SHORT EXERCISE: Write out the entries word for word, starting at the first line and ending with the line that contains "column 598, row 114".

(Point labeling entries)
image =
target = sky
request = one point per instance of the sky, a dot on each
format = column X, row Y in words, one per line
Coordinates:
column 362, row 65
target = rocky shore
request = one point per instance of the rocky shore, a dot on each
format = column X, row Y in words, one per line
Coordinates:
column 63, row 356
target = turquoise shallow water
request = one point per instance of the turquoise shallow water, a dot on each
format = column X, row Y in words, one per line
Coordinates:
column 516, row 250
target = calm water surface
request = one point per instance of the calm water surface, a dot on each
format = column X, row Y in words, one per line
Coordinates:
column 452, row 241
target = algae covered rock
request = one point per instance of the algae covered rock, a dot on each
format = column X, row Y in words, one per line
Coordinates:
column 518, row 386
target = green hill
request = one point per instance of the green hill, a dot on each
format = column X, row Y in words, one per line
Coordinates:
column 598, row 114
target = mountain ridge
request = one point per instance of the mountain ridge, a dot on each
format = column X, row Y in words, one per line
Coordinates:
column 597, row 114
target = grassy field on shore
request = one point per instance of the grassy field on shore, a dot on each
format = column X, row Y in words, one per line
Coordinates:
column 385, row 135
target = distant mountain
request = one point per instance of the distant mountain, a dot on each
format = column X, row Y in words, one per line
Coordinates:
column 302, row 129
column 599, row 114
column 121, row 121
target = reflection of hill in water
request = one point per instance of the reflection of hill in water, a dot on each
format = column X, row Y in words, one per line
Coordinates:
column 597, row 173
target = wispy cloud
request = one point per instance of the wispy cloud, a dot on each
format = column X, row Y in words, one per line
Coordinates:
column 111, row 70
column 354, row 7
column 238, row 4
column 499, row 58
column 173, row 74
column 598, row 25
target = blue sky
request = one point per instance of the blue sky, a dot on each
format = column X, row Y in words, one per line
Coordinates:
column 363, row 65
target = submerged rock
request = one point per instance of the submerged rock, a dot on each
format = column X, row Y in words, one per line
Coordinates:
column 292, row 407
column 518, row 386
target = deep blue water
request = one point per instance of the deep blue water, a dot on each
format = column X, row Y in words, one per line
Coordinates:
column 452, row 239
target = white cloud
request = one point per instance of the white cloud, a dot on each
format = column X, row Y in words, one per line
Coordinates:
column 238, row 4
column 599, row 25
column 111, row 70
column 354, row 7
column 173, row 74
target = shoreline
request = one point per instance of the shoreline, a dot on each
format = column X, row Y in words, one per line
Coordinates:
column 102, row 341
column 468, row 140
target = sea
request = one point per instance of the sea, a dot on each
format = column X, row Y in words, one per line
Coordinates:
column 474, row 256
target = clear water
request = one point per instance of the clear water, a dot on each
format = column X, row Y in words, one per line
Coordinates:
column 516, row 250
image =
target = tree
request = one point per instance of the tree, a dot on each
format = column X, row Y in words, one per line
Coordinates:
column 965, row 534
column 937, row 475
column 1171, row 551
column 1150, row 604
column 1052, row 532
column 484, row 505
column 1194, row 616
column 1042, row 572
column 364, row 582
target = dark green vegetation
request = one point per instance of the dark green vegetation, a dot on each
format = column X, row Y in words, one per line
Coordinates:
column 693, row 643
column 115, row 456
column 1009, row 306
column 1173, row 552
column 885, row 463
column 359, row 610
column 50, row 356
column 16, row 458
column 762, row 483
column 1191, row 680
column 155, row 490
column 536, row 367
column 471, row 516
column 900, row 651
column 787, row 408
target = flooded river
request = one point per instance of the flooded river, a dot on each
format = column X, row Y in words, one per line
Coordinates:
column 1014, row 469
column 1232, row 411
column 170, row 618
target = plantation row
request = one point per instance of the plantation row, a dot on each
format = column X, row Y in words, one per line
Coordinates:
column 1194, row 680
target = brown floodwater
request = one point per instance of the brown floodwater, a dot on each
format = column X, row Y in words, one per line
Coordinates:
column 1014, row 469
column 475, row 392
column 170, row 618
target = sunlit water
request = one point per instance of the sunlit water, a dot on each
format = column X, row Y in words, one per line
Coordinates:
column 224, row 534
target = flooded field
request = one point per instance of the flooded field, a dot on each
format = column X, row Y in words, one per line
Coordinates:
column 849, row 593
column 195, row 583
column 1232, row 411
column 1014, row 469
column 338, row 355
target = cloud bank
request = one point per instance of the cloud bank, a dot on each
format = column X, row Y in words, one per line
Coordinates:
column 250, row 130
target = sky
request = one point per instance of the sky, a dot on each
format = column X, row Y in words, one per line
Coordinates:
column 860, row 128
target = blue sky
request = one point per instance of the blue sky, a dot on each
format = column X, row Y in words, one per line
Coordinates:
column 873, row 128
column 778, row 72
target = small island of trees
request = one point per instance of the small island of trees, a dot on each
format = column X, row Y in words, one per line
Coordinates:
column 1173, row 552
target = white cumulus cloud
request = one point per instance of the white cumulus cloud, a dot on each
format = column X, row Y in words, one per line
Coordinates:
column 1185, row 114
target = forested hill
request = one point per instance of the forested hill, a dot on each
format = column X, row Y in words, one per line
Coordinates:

WRITTEN ANSWER:
image =
target = sky
request = one point per instance of the sky, a dot on each
format = column X, row Y in words, one per line
Coordinates:
column 362, row 65
target = rocky shore
request = one point per instance of the rocky shore, a dot on each
format = column X, row Y in words, one per line
Coordinates:
column 63, row 356
target = turquoise shallow water
request = one point per instance of the turquoise shallow water, a dot on each
format = column X, row Y in words, one per line
Coordinates:
column 516, row 250
target = calm water surface
request = one point per instance of the calm water surface, a dot on each
format = column X, row Y in words, one per line
Coordinates:
column 452, row 241
target = algae covered rock
request = one point per instance of the algae covered rock, a dot on each
format = column X, row Y in words, one per line
Coordinates:
column 518, row 386
target = green hill
request = one point per instance of the green hill, a dot on each
format = column X, row Y in words, one per line
Coordinates:
column 598, row 114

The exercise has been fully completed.